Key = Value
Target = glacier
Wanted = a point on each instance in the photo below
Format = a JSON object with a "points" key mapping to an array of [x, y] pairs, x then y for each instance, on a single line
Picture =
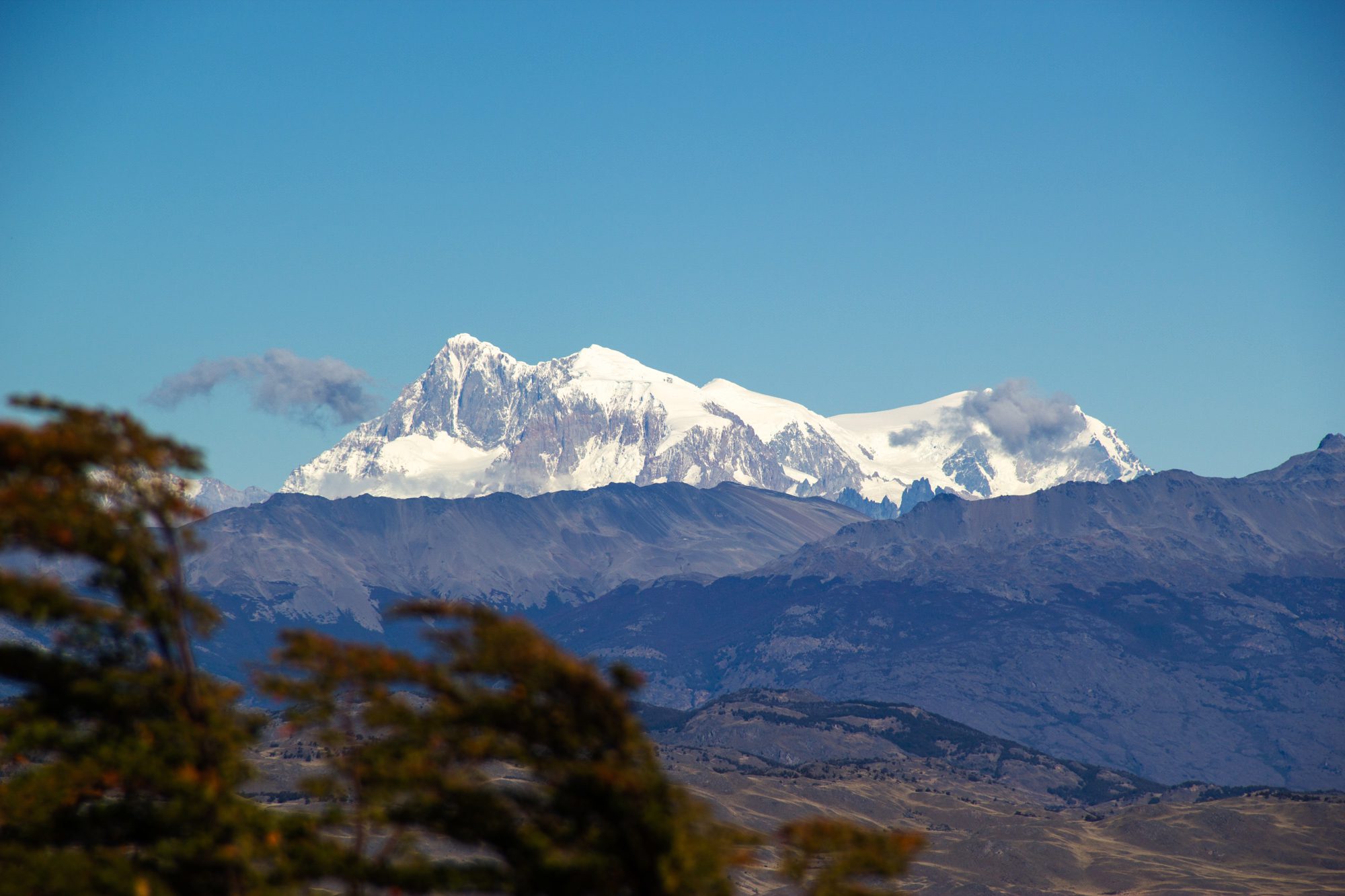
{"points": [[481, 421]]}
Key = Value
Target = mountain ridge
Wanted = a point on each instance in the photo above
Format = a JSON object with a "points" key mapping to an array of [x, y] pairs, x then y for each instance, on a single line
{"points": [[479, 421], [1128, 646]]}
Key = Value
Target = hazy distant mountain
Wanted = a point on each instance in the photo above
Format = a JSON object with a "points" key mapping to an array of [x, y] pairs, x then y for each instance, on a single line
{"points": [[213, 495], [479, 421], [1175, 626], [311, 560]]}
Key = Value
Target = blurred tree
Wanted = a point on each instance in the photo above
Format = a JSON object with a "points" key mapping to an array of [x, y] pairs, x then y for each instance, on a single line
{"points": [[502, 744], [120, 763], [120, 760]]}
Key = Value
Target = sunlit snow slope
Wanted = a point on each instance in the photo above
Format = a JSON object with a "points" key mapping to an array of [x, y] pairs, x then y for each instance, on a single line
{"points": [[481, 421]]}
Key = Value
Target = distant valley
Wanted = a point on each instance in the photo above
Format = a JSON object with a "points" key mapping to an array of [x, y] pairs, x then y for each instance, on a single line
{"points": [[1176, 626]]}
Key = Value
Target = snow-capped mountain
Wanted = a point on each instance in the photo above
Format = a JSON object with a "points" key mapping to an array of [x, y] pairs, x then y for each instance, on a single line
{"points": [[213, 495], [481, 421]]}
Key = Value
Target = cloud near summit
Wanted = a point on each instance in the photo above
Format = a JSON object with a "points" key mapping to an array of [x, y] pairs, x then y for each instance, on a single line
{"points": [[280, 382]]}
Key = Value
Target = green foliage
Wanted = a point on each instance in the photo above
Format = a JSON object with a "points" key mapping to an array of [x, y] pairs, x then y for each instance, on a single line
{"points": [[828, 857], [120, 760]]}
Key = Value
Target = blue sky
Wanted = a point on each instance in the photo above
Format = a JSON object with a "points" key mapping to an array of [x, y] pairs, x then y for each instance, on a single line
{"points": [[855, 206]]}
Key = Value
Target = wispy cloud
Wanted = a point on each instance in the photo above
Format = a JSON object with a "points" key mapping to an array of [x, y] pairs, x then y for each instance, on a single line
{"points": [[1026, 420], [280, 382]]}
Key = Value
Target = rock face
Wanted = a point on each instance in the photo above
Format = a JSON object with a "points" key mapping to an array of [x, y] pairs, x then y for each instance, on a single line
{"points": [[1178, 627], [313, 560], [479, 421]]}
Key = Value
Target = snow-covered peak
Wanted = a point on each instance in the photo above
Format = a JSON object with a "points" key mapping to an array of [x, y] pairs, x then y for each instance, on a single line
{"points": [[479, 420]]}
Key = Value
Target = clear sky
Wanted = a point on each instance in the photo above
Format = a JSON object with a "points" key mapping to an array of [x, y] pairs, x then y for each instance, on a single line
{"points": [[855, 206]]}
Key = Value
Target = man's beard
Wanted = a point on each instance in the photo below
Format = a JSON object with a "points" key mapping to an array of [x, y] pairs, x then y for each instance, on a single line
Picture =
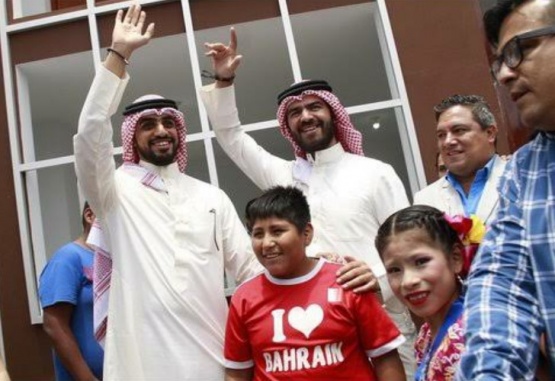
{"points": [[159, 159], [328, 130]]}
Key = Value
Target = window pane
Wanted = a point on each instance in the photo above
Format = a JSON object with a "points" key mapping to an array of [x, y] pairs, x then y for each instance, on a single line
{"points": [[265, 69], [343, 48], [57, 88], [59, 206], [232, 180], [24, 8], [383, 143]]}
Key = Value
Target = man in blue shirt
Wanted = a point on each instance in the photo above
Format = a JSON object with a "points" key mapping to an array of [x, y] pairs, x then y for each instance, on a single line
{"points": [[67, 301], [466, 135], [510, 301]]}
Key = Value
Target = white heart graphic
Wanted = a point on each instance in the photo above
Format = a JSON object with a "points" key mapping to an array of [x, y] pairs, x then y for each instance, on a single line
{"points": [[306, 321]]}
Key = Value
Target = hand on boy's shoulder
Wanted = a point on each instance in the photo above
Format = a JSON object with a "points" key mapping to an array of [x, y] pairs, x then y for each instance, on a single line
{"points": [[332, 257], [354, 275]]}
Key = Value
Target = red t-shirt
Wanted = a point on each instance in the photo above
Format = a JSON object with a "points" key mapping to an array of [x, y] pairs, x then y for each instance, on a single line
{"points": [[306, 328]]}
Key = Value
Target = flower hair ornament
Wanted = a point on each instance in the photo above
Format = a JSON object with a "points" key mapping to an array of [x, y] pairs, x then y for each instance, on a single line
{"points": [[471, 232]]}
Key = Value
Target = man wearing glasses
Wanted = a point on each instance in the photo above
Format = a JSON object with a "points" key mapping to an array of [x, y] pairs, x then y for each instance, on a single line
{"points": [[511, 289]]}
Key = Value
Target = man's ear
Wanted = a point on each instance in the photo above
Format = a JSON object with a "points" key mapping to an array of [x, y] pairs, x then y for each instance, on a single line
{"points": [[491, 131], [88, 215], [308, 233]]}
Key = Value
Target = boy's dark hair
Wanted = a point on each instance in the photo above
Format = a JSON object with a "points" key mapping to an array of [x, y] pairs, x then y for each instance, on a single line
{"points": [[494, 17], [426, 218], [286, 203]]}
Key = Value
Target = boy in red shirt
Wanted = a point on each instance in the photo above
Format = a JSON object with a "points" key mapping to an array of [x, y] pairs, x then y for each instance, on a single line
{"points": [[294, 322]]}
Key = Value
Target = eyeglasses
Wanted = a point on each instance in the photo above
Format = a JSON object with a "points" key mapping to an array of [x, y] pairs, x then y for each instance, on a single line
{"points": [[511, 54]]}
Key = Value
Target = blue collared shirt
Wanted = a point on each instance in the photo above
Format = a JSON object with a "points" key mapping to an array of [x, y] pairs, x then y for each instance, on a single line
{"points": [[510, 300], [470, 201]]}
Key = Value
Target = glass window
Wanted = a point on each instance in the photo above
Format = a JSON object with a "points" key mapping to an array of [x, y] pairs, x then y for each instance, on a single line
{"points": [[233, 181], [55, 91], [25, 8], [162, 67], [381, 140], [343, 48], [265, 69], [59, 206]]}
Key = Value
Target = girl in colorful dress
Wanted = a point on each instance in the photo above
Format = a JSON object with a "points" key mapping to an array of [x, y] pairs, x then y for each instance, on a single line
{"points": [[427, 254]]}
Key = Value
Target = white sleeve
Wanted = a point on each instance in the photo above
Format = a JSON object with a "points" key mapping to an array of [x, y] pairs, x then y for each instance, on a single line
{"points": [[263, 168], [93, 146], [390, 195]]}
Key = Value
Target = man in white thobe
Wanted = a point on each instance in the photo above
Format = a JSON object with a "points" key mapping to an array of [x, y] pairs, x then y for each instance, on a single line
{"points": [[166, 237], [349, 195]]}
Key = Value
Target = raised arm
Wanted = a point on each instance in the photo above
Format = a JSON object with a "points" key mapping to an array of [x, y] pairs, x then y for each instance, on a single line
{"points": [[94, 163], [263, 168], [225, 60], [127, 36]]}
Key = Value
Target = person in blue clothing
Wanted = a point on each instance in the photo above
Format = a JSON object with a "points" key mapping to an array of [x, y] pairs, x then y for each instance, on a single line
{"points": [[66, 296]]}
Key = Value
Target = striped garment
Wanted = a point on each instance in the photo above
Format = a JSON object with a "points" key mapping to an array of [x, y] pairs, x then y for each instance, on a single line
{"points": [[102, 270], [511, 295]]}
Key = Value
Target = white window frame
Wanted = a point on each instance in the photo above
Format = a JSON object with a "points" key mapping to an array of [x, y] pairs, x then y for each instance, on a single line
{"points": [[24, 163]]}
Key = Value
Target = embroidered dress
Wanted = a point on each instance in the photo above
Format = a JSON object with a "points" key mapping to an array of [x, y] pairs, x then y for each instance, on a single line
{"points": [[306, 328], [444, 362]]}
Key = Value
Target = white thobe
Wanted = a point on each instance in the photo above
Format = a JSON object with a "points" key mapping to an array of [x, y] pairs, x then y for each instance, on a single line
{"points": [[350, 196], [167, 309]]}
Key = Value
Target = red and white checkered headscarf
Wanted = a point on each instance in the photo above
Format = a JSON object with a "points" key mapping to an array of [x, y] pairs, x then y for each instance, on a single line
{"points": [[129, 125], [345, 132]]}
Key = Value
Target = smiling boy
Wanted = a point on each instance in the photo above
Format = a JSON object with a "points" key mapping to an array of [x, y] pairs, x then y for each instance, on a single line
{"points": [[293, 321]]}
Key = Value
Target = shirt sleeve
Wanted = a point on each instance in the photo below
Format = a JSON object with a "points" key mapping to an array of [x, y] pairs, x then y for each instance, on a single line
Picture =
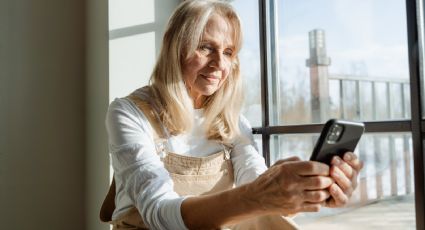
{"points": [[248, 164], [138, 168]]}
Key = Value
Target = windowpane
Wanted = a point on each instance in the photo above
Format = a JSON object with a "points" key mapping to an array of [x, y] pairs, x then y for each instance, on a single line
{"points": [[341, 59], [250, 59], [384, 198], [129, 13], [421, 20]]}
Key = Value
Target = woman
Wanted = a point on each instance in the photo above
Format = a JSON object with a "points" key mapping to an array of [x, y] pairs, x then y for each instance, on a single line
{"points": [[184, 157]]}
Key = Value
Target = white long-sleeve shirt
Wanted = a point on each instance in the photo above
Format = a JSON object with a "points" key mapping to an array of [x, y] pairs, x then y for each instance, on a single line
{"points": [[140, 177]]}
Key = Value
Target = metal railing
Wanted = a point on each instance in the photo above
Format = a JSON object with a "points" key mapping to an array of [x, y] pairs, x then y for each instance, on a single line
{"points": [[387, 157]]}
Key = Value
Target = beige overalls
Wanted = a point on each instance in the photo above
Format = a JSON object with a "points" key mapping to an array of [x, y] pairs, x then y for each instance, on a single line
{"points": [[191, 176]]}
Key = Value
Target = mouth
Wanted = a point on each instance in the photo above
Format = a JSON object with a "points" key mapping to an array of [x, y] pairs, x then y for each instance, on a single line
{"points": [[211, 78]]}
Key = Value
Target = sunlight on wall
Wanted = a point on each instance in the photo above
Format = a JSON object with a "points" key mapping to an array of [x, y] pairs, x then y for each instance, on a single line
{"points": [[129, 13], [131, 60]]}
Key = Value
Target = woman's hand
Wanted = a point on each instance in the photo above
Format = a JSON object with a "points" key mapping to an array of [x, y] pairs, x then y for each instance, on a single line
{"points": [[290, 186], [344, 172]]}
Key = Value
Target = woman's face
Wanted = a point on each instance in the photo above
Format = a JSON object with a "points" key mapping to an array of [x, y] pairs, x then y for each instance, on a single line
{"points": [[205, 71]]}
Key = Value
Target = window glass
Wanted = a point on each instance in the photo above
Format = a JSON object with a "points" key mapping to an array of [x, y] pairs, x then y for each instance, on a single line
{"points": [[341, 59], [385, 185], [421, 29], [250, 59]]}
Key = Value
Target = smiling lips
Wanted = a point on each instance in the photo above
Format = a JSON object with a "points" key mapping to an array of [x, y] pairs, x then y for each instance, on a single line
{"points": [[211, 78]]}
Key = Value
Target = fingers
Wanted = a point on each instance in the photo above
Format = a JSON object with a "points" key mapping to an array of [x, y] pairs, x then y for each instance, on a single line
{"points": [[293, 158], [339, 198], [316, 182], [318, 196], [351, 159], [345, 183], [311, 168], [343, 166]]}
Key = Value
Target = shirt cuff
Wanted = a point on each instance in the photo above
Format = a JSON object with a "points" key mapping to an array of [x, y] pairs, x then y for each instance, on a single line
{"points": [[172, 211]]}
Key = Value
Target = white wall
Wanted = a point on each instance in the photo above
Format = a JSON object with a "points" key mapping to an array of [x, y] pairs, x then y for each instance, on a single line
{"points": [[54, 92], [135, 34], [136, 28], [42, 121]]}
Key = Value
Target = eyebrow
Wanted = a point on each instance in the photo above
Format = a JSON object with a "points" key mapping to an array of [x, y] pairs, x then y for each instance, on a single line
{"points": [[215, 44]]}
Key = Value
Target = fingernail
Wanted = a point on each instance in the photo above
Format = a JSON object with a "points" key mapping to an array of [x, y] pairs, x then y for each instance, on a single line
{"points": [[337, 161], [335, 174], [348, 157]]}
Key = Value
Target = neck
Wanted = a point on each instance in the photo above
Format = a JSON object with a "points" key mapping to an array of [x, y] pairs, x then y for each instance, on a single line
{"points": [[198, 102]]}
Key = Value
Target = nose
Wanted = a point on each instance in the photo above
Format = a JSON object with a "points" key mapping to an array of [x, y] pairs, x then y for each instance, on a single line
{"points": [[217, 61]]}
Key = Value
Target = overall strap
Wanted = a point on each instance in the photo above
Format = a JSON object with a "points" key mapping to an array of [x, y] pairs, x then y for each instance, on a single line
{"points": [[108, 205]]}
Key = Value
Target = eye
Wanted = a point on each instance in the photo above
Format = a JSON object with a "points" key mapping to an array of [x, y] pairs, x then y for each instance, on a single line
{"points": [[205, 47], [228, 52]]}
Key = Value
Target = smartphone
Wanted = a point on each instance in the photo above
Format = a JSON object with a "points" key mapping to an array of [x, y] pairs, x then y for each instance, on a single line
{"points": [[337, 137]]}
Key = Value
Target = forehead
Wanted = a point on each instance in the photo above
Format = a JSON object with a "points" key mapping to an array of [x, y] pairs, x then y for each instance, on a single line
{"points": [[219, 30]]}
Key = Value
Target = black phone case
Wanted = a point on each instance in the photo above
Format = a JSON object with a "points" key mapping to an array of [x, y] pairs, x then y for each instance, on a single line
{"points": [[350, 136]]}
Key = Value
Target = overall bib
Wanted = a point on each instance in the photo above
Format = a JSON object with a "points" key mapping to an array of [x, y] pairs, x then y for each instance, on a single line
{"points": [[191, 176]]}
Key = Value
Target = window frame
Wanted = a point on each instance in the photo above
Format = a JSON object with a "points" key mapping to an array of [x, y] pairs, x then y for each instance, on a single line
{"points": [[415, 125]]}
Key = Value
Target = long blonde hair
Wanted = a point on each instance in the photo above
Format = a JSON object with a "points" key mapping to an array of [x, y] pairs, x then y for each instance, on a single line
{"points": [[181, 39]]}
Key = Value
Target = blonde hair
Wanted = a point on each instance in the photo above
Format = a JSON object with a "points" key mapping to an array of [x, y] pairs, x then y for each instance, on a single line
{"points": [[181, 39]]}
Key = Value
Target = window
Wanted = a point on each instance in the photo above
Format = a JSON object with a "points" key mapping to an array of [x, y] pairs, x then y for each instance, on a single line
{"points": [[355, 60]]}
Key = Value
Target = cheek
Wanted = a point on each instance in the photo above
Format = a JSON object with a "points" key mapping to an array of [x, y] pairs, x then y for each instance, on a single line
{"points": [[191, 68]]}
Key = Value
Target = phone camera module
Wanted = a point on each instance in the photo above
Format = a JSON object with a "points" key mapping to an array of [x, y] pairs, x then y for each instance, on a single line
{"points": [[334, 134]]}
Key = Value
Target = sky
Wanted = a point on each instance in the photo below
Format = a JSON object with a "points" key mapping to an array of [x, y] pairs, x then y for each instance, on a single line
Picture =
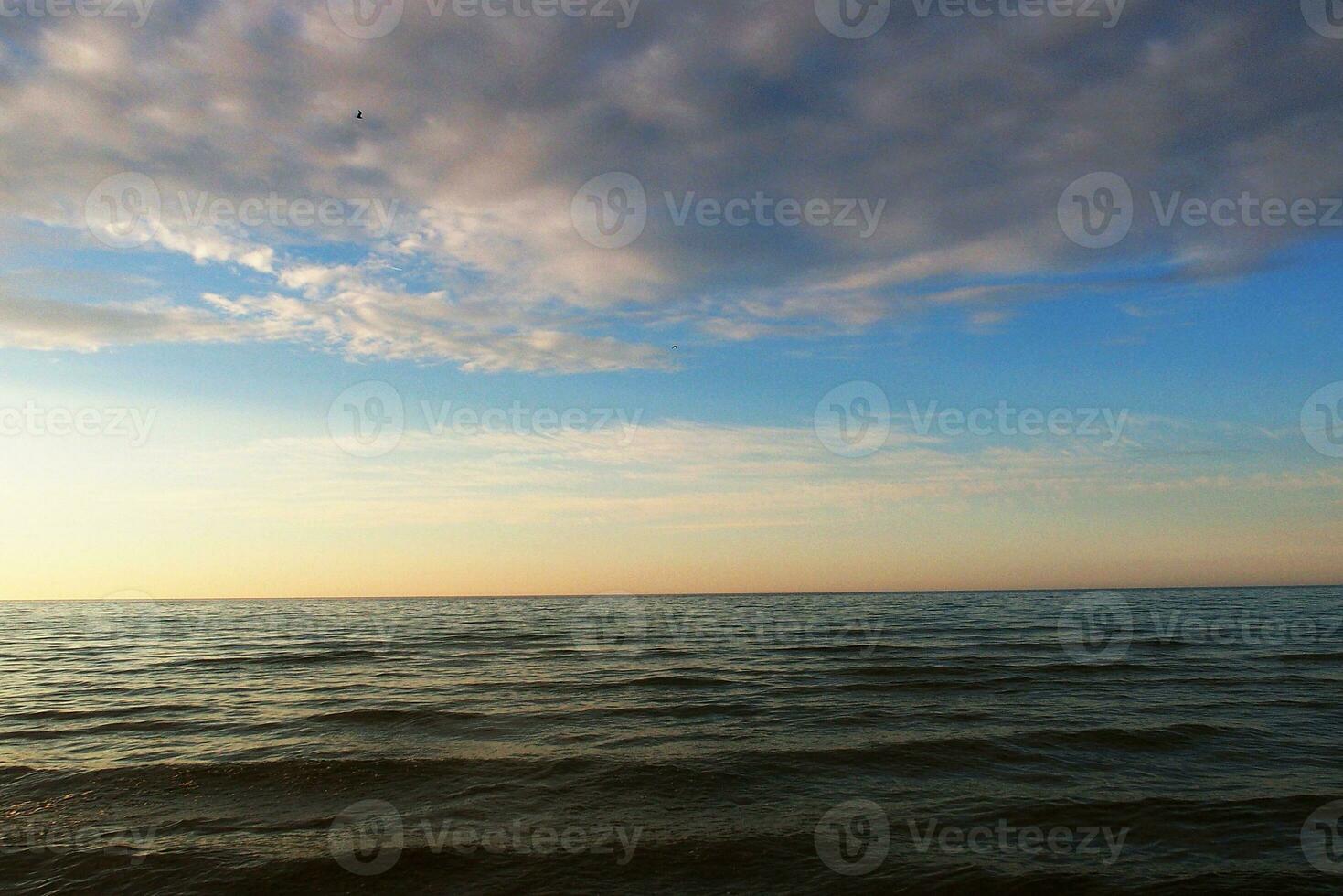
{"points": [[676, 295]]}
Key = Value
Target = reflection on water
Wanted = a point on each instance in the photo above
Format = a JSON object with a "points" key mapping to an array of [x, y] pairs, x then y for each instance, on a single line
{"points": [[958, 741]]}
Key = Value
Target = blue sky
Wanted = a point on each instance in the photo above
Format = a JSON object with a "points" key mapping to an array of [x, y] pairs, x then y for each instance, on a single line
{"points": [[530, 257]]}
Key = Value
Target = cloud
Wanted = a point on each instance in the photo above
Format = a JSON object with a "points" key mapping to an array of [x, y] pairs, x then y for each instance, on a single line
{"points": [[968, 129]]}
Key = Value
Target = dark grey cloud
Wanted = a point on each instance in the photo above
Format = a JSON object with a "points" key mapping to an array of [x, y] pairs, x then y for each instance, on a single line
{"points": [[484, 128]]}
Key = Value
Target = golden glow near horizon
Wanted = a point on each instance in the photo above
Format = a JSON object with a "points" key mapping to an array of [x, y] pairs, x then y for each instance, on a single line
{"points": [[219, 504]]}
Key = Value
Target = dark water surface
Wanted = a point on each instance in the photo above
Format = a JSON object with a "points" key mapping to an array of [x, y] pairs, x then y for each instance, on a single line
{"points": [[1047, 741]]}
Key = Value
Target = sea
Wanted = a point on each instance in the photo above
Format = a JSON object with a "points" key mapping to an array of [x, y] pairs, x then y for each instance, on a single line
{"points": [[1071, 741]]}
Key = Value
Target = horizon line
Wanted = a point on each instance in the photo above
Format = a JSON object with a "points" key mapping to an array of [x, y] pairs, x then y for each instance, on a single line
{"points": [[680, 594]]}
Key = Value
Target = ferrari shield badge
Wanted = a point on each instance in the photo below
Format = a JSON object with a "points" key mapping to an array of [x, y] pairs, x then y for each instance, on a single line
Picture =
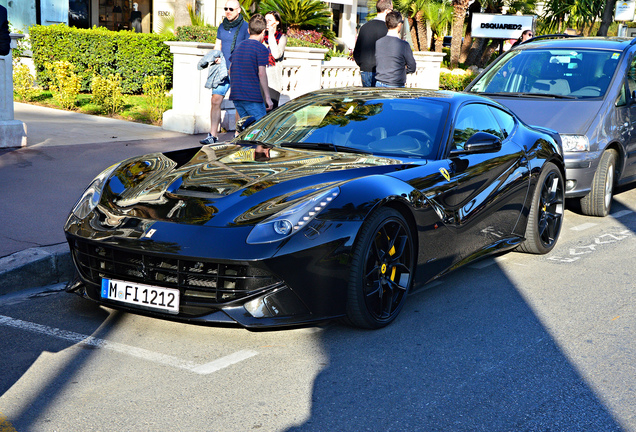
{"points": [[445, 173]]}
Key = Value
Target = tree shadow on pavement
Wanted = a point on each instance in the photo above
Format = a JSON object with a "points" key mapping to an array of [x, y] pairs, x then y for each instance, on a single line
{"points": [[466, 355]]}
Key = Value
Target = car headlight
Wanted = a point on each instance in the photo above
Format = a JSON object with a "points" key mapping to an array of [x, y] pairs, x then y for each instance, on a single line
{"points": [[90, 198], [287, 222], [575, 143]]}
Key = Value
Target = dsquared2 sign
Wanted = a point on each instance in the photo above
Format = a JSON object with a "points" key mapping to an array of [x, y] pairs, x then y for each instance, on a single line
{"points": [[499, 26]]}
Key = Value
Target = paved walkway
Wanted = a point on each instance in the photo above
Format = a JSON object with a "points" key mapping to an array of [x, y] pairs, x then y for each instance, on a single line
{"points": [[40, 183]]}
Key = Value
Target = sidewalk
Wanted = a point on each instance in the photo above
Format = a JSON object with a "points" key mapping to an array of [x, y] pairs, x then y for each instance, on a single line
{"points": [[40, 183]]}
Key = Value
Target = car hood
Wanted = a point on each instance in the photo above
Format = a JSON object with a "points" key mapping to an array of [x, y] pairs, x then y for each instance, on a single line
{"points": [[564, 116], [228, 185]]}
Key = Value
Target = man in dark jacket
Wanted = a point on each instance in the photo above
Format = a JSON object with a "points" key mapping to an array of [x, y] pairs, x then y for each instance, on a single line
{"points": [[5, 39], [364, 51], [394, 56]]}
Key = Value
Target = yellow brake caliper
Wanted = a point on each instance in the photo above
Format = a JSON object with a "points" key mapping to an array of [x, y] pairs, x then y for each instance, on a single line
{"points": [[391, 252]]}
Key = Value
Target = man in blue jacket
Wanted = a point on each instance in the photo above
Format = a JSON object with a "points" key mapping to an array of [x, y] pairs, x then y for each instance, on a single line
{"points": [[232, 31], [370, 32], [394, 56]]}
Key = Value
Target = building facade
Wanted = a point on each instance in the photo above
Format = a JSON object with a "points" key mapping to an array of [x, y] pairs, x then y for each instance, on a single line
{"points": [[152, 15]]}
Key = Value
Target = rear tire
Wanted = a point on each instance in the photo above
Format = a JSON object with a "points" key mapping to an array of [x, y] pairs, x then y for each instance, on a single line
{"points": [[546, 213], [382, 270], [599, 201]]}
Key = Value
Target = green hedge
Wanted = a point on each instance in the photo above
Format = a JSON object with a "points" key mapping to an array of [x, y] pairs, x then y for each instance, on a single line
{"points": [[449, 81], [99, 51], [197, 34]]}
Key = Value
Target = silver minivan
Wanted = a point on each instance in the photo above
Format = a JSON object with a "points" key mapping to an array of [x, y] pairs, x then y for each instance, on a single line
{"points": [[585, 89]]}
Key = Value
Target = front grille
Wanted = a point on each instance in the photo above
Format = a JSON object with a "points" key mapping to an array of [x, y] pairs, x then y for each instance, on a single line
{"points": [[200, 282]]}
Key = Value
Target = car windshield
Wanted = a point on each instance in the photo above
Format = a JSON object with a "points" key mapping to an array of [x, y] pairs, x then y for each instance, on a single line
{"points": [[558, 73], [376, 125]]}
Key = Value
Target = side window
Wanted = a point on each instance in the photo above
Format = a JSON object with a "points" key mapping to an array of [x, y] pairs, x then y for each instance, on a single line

(Written task): Extract every line of the material above that contains the word "distant".

(Final result):
Target = hazy distant mountain
Target = distant valley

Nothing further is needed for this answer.